**Assignment**
Look through the data that follows and work out how many lines contain the string "countertop". Nothing but that number should be given.

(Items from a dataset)
════════════════

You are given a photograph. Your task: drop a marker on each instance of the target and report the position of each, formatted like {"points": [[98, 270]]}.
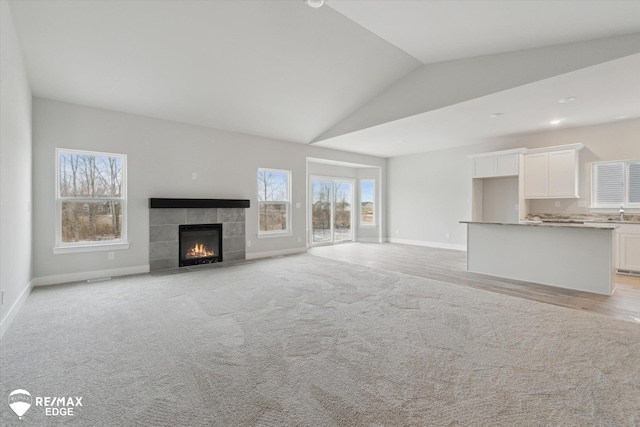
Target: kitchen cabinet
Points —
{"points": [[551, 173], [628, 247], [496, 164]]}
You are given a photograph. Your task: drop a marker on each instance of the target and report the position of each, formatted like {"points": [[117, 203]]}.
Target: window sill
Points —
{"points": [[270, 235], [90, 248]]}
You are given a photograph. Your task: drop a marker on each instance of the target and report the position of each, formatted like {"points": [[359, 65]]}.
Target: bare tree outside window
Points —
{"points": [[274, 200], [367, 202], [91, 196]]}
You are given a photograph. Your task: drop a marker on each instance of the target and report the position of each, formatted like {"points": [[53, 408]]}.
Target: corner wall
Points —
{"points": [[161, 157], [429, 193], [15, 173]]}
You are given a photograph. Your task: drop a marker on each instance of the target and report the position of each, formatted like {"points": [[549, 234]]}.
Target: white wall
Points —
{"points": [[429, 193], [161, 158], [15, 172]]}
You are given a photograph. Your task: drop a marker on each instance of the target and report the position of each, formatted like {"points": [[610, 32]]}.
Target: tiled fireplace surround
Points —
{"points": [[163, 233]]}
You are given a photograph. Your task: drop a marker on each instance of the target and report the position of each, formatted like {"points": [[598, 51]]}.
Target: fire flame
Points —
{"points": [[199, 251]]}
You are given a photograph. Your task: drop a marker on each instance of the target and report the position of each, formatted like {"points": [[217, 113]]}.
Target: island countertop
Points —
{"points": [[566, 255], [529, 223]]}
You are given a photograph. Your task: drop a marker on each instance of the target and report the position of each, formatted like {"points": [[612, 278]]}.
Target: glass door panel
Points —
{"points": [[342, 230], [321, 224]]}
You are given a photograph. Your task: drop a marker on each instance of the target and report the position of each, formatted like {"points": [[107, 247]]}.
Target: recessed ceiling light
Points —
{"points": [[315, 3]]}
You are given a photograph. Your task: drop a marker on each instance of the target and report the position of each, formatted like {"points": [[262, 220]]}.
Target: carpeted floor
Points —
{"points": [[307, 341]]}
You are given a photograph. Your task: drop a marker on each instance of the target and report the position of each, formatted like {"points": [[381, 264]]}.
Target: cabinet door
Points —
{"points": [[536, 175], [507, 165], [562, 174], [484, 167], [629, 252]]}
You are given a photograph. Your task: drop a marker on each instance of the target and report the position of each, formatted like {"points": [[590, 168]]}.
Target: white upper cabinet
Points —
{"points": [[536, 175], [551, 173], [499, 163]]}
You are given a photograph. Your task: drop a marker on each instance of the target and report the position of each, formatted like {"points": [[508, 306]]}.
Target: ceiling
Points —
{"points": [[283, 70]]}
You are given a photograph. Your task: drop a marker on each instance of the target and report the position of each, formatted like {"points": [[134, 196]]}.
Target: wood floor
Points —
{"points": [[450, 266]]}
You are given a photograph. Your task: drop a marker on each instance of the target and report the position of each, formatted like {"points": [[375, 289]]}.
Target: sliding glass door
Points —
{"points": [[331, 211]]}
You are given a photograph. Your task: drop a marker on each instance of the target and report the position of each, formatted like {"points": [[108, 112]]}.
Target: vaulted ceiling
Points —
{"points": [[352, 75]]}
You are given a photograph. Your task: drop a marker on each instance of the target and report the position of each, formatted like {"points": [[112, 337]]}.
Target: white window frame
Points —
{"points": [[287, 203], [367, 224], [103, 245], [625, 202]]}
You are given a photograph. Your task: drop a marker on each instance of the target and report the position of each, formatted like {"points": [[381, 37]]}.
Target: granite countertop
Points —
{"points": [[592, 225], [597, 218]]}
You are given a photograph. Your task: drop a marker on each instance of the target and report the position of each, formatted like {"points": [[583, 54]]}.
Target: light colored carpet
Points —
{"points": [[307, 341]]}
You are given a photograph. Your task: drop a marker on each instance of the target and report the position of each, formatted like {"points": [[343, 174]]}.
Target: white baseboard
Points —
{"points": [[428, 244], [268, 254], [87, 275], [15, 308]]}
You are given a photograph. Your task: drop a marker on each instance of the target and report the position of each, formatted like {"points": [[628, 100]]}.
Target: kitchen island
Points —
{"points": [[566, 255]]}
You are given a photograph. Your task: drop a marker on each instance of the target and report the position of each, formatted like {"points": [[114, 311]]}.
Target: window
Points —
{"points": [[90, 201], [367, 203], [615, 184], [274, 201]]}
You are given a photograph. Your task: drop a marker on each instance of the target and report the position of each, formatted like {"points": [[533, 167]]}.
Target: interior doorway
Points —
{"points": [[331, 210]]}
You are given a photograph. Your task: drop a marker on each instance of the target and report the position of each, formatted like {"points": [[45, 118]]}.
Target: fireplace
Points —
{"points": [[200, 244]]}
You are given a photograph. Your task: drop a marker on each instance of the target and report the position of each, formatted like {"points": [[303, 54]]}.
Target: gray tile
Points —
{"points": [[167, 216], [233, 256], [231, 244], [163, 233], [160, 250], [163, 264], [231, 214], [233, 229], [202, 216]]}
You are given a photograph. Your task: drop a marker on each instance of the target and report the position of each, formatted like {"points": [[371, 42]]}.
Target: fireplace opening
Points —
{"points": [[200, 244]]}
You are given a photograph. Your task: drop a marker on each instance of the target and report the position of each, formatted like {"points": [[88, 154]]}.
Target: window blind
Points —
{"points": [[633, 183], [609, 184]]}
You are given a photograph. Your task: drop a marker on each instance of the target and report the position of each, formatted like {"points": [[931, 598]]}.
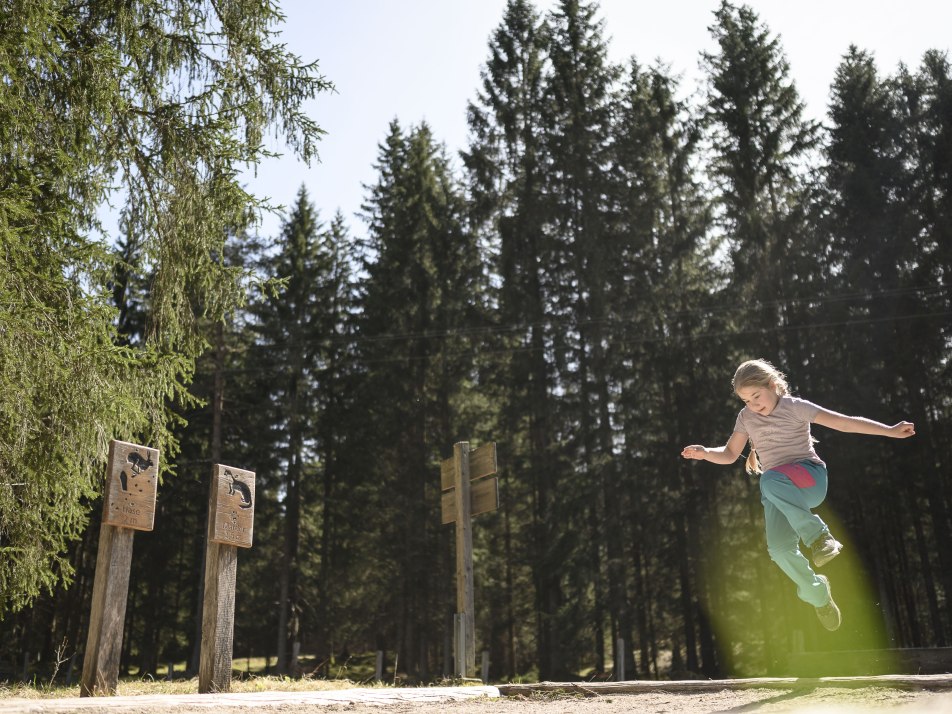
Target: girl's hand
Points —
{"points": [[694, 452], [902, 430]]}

════════════════

**Your response**
2